**Given instruction**. Select every line of the rows below that contains the word "menu", and copy each such line.

::::::::::

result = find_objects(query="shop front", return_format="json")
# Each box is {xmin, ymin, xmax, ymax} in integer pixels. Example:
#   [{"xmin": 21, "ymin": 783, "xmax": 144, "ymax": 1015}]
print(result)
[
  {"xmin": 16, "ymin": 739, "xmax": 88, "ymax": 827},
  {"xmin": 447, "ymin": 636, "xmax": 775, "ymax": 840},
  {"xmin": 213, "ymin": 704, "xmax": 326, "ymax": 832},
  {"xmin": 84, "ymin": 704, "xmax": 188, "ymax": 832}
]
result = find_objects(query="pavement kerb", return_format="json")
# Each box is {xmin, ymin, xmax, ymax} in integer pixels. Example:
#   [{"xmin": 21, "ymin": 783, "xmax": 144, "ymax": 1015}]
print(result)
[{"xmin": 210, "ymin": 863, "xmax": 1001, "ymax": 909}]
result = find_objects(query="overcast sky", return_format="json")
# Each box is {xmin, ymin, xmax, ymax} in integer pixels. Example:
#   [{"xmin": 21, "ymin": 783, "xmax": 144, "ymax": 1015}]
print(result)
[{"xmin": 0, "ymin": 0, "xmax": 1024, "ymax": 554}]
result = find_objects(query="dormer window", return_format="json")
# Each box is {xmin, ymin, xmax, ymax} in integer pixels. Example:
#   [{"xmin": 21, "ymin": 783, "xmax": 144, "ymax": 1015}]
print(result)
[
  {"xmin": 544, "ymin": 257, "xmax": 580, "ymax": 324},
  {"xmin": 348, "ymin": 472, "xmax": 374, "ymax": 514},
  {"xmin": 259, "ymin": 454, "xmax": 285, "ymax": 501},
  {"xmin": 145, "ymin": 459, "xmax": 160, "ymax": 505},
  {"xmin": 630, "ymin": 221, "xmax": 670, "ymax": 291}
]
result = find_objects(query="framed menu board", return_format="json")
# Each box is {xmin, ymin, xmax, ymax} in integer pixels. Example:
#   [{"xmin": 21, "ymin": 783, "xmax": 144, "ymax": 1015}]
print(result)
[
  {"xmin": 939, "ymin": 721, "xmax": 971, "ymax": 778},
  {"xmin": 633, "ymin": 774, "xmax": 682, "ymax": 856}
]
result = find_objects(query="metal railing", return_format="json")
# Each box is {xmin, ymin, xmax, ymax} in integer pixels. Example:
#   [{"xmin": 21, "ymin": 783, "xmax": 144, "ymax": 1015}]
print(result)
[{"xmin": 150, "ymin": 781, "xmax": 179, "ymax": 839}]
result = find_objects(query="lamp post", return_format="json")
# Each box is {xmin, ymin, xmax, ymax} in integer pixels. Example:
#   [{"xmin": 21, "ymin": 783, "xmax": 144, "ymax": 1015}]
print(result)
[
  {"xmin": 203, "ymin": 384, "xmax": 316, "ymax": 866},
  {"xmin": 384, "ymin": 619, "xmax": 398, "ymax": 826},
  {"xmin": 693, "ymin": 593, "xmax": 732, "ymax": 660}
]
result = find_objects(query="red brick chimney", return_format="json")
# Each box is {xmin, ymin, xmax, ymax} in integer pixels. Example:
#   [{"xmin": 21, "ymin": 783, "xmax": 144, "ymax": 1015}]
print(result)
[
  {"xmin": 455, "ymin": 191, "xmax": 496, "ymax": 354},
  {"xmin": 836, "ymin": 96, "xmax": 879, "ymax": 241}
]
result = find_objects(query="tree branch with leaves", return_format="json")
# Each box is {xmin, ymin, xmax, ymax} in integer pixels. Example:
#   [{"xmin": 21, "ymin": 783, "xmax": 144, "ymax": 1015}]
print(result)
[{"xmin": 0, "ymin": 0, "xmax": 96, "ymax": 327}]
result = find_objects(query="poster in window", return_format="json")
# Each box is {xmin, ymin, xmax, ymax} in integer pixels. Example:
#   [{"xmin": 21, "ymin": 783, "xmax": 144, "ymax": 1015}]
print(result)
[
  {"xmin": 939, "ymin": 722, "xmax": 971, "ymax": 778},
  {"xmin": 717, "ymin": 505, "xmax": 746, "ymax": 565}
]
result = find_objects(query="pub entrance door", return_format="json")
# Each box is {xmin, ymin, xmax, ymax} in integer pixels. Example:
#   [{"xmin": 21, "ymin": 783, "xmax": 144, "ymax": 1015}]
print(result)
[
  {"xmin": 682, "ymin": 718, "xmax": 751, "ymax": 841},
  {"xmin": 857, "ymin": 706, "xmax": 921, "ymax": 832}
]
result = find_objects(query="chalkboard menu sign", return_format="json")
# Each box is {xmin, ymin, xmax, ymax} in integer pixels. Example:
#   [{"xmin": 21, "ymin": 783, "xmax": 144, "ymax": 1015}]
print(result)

::::::::::

**Solution**.
result = find_objects(query="framed menu board", return_format="json")
result = find_objects(query="chalkboard menu sign", return_format="json")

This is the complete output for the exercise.